§ PROVIDED MATERIAL
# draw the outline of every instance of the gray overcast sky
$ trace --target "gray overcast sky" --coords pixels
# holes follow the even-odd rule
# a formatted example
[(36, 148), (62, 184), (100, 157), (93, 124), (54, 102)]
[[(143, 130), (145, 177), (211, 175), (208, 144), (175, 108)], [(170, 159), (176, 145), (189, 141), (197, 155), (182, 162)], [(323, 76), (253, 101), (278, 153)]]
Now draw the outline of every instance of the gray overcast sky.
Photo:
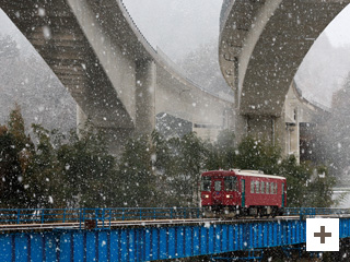
[[(218, 40), (221, 0), (122, 0), (151, 45), (171, 58), (182, 57), (210, 40)], [(326, 28), (334, 45), (350, 44), (350, 7)], [(19, 39), (0, 11), (0, 34)]]
[[(184, 57), (199, 45), (218, 43), (222, 0), (122, 0), (135, 23), (153, 47), (170, 58)], [(326, 28), (332, 45), (350, 45), (350, 5)], [(33, 51), (0, 10), (0, 36), (11, 35), (22, 53)], [(322, 53), (319, 55), (322, 56)]]
[(222, 0), (122, 0), (152, 46), (172, 59), (218, 40)]

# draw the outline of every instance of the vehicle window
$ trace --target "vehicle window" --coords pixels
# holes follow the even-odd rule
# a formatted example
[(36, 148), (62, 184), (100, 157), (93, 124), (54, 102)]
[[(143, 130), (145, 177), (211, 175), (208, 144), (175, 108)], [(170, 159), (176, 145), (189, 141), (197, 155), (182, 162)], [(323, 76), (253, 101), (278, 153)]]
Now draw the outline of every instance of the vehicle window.
[(236, 177), (225, 177), (224, 178), (225, 191), (237, 190), (237, 178)]
[(201, 191), (210, 191), (211, 177), (201, 177)]
[(221, 181), (220, 180), (215, 181), (214, 189), (215, 189), (215, 191), (221, 191)]

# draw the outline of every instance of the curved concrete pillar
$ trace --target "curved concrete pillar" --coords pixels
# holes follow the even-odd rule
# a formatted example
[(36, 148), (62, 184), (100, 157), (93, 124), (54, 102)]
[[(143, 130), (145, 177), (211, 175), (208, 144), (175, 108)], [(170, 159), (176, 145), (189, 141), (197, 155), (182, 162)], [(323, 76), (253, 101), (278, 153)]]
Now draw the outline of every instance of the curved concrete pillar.
[[(314, 40), (349, 2), (224, 1), (219, 62), (235, 91), (237, 138), (282, 133), (279, 127), (284, 121), (285, 95), (299, 66)], [(283, 139), (271, 138), (278, 140)]]
[(156, 67), (152, 60), (137, 61), (136, 133), (150, 134), (155, 128)]

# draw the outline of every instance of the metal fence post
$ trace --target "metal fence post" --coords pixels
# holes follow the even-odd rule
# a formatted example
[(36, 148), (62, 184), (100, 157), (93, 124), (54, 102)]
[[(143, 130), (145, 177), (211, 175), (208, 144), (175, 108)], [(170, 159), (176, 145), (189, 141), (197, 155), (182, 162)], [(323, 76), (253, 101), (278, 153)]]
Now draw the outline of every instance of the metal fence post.
[(21, 210), (19, 209), (18, 210), (18, 224), (20, 224), (20, 221), (21, 221)]

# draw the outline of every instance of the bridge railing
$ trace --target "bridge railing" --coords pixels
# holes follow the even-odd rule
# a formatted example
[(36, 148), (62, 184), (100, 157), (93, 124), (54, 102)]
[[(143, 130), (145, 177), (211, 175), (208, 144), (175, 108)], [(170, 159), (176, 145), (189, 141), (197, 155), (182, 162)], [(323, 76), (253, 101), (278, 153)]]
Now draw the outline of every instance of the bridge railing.
[[(114, 207), (114, 209), (0, 209), (0, 225), (11, 224), (63, 224), (84, 227), (110, 227), (114, 221), (154, 221), (201, 218), (200, 207)], [(301, 219), (316, 215), (345, 215), (350, 209), (285, 207), (285, 216)]]
[(285, 207), (283, 215), (299, 215), (301, 218), (315, 217), (316, 215), (345, 215), (350, 214), (350, 209), (334, 207)]
[(0, 209), (0, 224), (48, 224), (95, 221), (152, 221), (199, 218), (199, 207), (115, 207), (115, 209)]

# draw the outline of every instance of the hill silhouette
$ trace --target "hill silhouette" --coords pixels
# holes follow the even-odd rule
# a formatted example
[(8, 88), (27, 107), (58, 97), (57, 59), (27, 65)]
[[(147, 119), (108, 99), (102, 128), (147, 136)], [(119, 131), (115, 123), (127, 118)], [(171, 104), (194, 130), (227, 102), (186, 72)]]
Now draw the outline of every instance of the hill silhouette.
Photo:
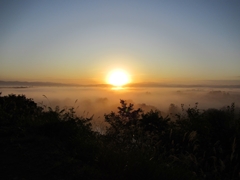
[[(235, 105), (162, 116), (121, 100), (106, 133), (74, 108), (0, 96), (3, 179), (239, 179), (240, 116)], [(174, 114), (176, 113), (176, 114)], [(174, 117), (174, 118), (173, 118)]]

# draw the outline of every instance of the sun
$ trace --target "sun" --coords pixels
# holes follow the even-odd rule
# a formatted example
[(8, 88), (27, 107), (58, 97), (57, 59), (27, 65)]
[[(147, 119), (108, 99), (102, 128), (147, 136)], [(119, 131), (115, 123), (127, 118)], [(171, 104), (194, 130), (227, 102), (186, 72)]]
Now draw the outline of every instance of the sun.
[(113, 70), (109, 73), (107, 82), (113, 86), (121, 87), (130, 82), (129, 75), (121, 69)]

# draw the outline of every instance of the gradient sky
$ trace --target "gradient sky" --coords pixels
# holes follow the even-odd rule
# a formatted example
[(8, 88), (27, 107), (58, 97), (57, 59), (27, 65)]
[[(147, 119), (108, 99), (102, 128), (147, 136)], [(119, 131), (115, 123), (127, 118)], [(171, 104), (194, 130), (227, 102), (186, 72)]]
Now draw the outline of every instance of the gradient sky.
[(0, 80), (240, 80), (239, 0), (0, 1)]

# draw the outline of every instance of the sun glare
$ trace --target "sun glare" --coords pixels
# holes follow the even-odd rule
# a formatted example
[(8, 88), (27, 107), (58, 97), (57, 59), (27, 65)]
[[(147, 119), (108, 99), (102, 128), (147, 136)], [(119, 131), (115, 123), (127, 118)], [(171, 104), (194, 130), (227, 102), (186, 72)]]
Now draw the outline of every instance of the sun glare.
[(130, 79), (127, 72), (117, 69), (109, 73), (107, 81), (113, 86), (121, 87), (129, 83)]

§ EXERCISE INSTRUCTIONS
Convert the lines of all the entries above into a Markdown table with the columns Row and Line, numbering each row and skipping blank lines. Leave the pictures out of the table.

§ RESPONSE TO THE TASK
| Row | Line |
|---|---|
| 1 | # draw the outline of every instance of the gray overcast sky |
| 2 | $ trace --target "gray overcast sky" --coords pixels |
| 3 | # holes follow the even-odd rule |
| 4 | # a formatted example |
| 5 | [(36, 148), (62, 184), (100, 157), (93, 124), (54, 102)] |
| 6 | [[(143, 130), (145, 177), (211, 175), (208, 144), (175, 108)], [(170, 159), (176, 145), (189, 141), (197, 155), (182, 162)], [(323, 76), (253, 101), (278, 153)]] |
| 7 | Now draw the outline of every instance of the gray overcast sky. |
| 8 | Photo: |
| 9 | [[(218, 40), (221, 0), (122, 0), (151, 45), (171, 58), (182, 57), (210, 40)], [(326, 28), (334, 45), (350, 44), (350, 7)], [(19, 39), (0, 11), (0, 34)]] |
| 10 | [[(184, 57), (199, 45), (218, 43), (222, 0), (122, 0), (135, 23), (153, 47), (170, 58)], [(326, 28), (332, 45), (350, 45), (350, 5)], [(33, 51), (0, 10), (0, 36), (11, 35), (22, 53)], [(322, 53), (319, 55), (322, 56)]] |
| 11 | [(222, 0), (122, 0), (152, 46), (172, 59), (218, 40)] |
| 12 | # draw the outline of every instance of the vehicle window |
| 13 | $ trace --target "vehicle window" --coords pixels |
| 14 | # holes follow the even-odd rule |
| 15 | # a formatted example |
| 16 | [(36, 148), (62, 184), (100, 157), (93, 124), (54, 102)] |
| 17 | [[(143, 130), (145, 177), (211, 175), (208, 144), (175, 108)], [(170, 159), (176, 145), (189, 141), (197, 155), (182, 162)], [(323, 76), (253, 101), (278, 153)]] |
| 18 | Now draw the outline of every instance of the vehicle window. |
| 19 | [(236, 177), (225, 177), (224, 178), (225, 191), (237, 190), (237, 178)] |
| 20 | [(201, 191), (210, 191), (211, 177), (201, 177)] |
| 21 | [(221, 181), (220, 180), (215, 181), (214, 189), (215, 189), (215, 191), (221, 191)] |
| 22 | # draw the outline of every instance of the curved concrete pillar |
| 23 | $ trace --target "curved concrete pillar" --coords pixels |
| 24 | # holes follow the even-odd rule |
| 25 | # a formatted example |
| 26 | [(36, 148), (62, 184), (100, 157), (93, 124), (54, 102)] |
| 27 | [[(143, 130), (145, 177), (211, 175), (208, 144), (175, 108)], [(170, 159), (176, 145), (189, 141), (197, 155), (182, 162)], [(323, 76), (253, 101), (278, 153)]] |
| 28 | Now draw the outline of every instance of the curved concrete pillar. |
| 29 | [[(314, 40), (349, 2), (224, 1), (219, 62), (235, 91), (237, 138), (282, 133), (279, 127), (284, 121), (285, 95), (299, 66)], [(283, 139), (271, 138), (278, 140)]] |
| 30 | [(156, 67), (152, 60), (137, 61), (136, 133), (150, 134), (155, 128)] |
| 31 | # draw the outline of every instance of the metal fence post |
| 32 | $ trace --target "metal fence post" --coords pixels |
| 33 | # holes follow the even-odd rule |
| 34 | # a formatted example |
| 35 | [(36, 148), (62, 184), (100, 157), (93, 124), (54, 102)] |
| 36 | [[(143, 130), (145, 177), (211, 175), (208, 144), (175, 108)], [(170, 159), (176, 145), (189, 141), (197, 155), (182, 162)], [(323, 76), (253, 101), (278, 153)]] |
| 37 | Now draw the outline of every instance of the metal fence post. |
| 38 | [(21, 210), (19, 209), (18, 210), (18, 224), (20, 224), (20, 221), (21, 221)] |
| 39 | # draw the outline of every instance of the bridge railing |
| 40 | $ trace --target "bridge railing" --coords pixels |
| 41 | # holes follow the even-odd rule |
| 42 | # a formatted example |
| 43 | [(36, 148), (62, 184), (100, 157), (93, 124), (54, 102)] |
| 44 | [[(143, 130), (145, 177), (211, 175), (208, 144), (175, 108)], [(170, 159), (176, 145), (189, 141), (197, 155), (182, 162)], [(323, 76), (253, 101), (278, 153)]] |
| 45 | Now draw the outline of every instance of the bridge railing. |
| 46 | [[(114, 207), (114, 209), (0, 209), (0, 225), (11, 224), (63, 224), (84, 227), (110, 227), (114, 221), (154, 221), (201, 218), (200, 207)], [(301, 219), (316, 215), (345, 215), (350, 209), (285, 207), (285, 216)]] |
| 47 | [(285, 207), (283, 215), (299, 215), (301, 218), (315, 217), (316, 215), (345, 215), (350, 214), (350, 209), (334, 207)] |
| 48 | [(0, 209), (0, 224), (48, 224), (95, 221), (152, 221), (199, 218), (199, 207), (115, 207), (115, 209)] |
| 49 | # draw the outline of every instance of the hill silhouette |
| 50 | $ trace --target "hill silhouette" --coords pixels |
| 51 | # holes follow the even-odd rule |
| 52 | # a formatted example |
| 53 | [(8, 88), (27, 107), (58, 97), (57, 59), (27, 65)] |
| 54 | [[(147, 119), (108, 99), (102, 128), (147, 136)], [(119, 131), (115, 123), (127, 118)], [(171, 104), (194, 130), (227, 102), (186, 72)]] |
| 55 | Now draw the outline of every instance of the hill silhouette. |
| 56 | Photo: |
| 57 | [[(235, 105), (162, 116), (121, 100), (106, 133), (74, 108), (0, 96), (3, 179), (239, 179), (240, 116)], [(174, 114), (176, 113), (176, 114)], [(174, 117), (174, 118), (173, 118)]] |
| 58 | # draw the outline of every instance of the sun |
| 59 | $ trace --target "sun" --coords pixels |
| 60 | # holes follow the even-odd rule |
| 61 | # a formatted example |
| 62 | [(8, 88), (27, 107), (58, 97), (57, 59), (27, 65)] |
| 63 | [[(147, 119), (108, 99), (102, 128), (147, 136)], [(119, 131), (115, 123), (127, 118)], [(171, 104), (194, 130), (227, 102), (186, 72)]] |
| 64 | Now draw the outline of every instance of the sun. |
| 65 | [(113, 70), (109, 73), (107, 82), (113, 86), (121, 87), (130, 82), (129, 75), (121, 69)] |
| 66 | # draw the outline of every instance of the gradient sky |
| 67 | $ trace --target "gradient sky" --coords pixels |
| 68 | # holes follow the even-odd rule |
| 69 | # a formatted example |
| 70 | [(8, 88), (27, 107), (58, 97), (57, 59), (27, 65)] |
| 71 | [[(147, 119), (108, 99), (102, 128), (147, 136)], [(119, 131), (115, 123), (127, 118)], [(171, 104), (194, 130), (227, 102), (186, 72)]] |
| 72 | Now draw the outline of every instance of the gradient sky. |
| 73 | [(0, 80), (240, 80), (239, 0), (0, 1)] |
| 74 | # draw the outline of every instance of the sun glare |
| 75 | $ trace --target "sun glare" --coords pixels |
| 76 | # holes follow the even-odd rule |
| 77 | # a formatted example |
| 78 | [(8, 88), (27, 107), (58, 97), (57, 59), (27, 65)] |
| 79 | [[(147, 119), (108, 99), (102, 128), (147, 136)], [(119, 131), (115, 123), (127, 118)], [(171, 104), (194, 130), (227, 102), (186, 72)]] |
| 80 | Now draw the outline of every instance of the sun glare. |
| 81 | [(130, 79), (127, 72), (117, 69), (109, 73), (107, 81), (113, 86), (121, 87), (129, 83)] |